-- start Text --
Last week, my friend and I rented a place for three nights in Rome, Pennsylvania, that the homeowner calls Timberframe Cottage.

At first look, we were astounded by the unobstructed panoramic view of the Endless Mountains from the cottage’s backyard. The sky always seems bigger when it looms above the tops of mountains. The morning mist that drifted across the horizon captured our attention with a magical event that no motion picture or video game could ever reproduce with its artificial reality. To use a common expression to describe the beauty of the distant farmlands painted by the Creator of this scene - it took our breath away.

At night, the stars gleaming through the blackened sky reminded me of a poem by Walt Whitman. In his masterpiece he titled, “When I Heard the Learn’d Astronomer,” Whitman sits in an astronomy class listening to a renowned teacher define the stars in terms of charts, diagrams, proofs, figures, and columns. Whitman says, “How soon unaccountable I became tired and sick till rising and gliding out I wandered off by myself in the mystical moist night air, and from time to time looked up in perfect silence at the stars.”

As we sat by a roaring fire that took the chill off the night’s air, I could feel Whitman’s poem come alive inside of me. You can spend much of your life forging an identity that you hope will make a significant mark upon the world. You work hard every day to attain the attention that is necessary to acknowledge your importance. You stand upon the mountain top and beat your chest with your fists. “Look at me world! I give you the gift of myself!”
-- end Text --
■ **Short task a**
In the text about the stay in Rome, Pennsylvania, what name does the homeowner give the rented place?
The entries that follow are unrelated to the text about the stay in Rome, Pennsylvania.
-- start Supplied material --
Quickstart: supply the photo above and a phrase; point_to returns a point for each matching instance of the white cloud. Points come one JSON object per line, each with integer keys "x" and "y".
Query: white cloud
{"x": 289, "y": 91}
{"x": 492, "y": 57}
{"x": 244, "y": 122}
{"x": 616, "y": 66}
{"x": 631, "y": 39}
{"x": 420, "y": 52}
-- end Supplied material --
■ **Short task b**
Write out the entries again, substituting "gray cloud" for "white cloud" wherever it appears and leaving everything else unchanged.

■ **Correct result a**
Timberframe Cottage

■ **Correct result b**
Quickstart: supply the photo above and a phrase; point_to returns a point for each matching instance of the gray cloud. Points come one JSON object per line, each with integer keys "x" and "y".
Query: gray cloud
{"x": 289, "y": 91}
{"x": 492, "y": 57}
{"x": 244, "y": 122}
{"x": 616, "y": 66}
{"x": 631, "y": 39}
{"x": 420, "y": 52}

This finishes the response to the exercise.